(Photo-based point labeling data):
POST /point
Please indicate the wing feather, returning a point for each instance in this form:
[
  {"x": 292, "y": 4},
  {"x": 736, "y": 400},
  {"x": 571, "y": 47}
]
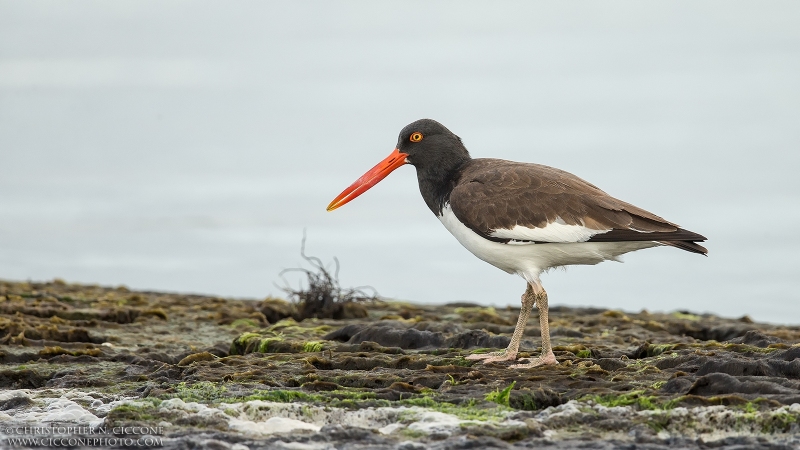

(Exercise brief):
Could you print the whole listing above line for line, without the picture?

(Result below):
POST /point
Please indicate the wing feather, returning a point for each instance in this form:
[
  {"x": 292, "y": 4},
  {"x": 736, "y": 400},
  {"x": 571, "y": 47}
]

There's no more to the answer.